---------- Records for this exercise ----------
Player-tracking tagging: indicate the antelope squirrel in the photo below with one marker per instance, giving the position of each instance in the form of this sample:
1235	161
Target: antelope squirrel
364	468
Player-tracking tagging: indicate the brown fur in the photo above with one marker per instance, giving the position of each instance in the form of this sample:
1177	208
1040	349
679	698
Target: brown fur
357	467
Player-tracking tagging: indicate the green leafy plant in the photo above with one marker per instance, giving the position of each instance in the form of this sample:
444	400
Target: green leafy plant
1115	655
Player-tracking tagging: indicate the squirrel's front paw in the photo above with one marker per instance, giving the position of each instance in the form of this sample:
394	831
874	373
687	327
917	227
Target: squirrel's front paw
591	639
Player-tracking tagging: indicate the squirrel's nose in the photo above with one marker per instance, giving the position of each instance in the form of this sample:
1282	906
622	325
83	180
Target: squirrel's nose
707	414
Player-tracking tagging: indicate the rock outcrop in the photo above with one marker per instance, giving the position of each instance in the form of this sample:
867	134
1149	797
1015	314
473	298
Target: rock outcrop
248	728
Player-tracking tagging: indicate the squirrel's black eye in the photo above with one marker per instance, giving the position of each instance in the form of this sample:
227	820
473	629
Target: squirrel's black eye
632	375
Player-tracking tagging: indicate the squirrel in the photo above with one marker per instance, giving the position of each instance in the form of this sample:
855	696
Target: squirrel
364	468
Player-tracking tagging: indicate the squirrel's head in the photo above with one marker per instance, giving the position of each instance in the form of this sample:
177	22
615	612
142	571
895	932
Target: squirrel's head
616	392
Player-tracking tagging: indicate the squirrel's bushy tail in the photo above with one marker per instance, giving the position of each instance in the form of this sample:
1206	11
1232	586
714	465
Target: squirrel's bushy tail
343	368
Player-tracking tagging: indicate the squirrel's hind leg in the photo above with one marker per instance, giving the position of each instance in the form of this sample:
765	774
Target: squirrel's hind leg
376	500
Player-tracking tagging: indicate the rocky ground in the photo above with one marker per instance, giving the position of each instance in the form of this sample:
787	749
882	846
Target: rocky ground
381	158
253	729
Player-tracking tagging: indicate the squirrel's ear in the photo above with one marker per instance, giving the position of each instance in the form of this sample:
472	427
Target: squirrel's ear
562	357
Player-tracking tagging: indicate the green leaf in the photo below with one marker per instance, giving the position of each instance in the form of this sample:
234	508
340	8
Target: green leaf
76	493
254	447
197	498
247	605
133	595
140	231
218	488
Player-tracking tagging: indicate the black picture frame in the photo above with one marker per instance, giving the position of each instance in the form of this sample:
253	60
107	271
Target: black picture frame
----------
Task directions: Print exactly the lines between the line with "Target: squirrel's ear" and the final line of the records above, both included.

Solution for this exercise:
Target: squirrel's ear
562	357
Player-tracking tagging: indicate the green leaf in the photo below with one marker per instance, giving the position of each instance in the form of this sample:
234	508
340	8
Target: green leaf
76	493
254	447
197	498
247	605
133	595
140	231
218	488
Player-tracking tagging: indicate the black picture frame in the photo above with one marker per instance, giving the position of each instance in the form of this sample:
253	60
107	271
Target: black picture frame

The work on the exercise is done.